Bloc de texte:
——
De la même façon dans Aguebor c. M.E.I7., cette Cour a énoncé:

             
                 There is no longer any doubt that the Refugee Division, which is a specialized tribunal, has complete jurisdiction to determine the plausibility of testimony: who is in a better position than the Refugee Division to gauge the credibility of an account and to draw the necessary inferences? As long as the inferences drawn by the tribunal are not unreasonable as to warrant our intervention, its findings are not open to judicial review.                 

[16]      Dans la première partie de la question en litige, la partie requérante déclare que la Commission a rendu une décision fondée sur des conclusions des faits erronées tirée de façon arbitraire de la preuve et sans tenir compte des éléments dont elle disposait en concluant que le requérant aurait été crédible s'il avait dit avoir été questionné sur sa clientèle, qui incitait ses ouvriers à voter pour l'UNR, quand il était en détention. Selon la Commission, elle aurait conclu que cela aurait été plus crédible si de telles questions avaient été posées puisque le requérant "n'était que leur tailleur".

[17]      Je suis d'avis que la Commission n'a pas donné de motif valable pour justifier sa conclusion à l'effet qu'elle trouvait le requérant non crédible. La jurisprudence a déterminé que lorsque la Commission rejette une revendication basée sur la crédibilité, elle doit énoncer clairement pourquoi elle ne croit pas le requérant8 ainsi que donner ses raisons9.
——
Consigne: D'après la jurisprudence citée dans l'extrait de jugement, que doit faire la Commission lorsqu'elle rejette une revendication basée sur la crédibilité ?
——
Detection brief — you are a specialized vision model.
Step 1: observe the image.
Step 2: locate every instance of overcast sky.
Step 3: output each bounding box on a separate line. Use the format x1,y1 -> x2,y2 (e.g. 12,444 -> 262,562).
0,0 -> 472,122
——
Tâche réalisée: Elle doit énoncer clairement pourquoi elle ne croit pas le requérant et donner ses raisons.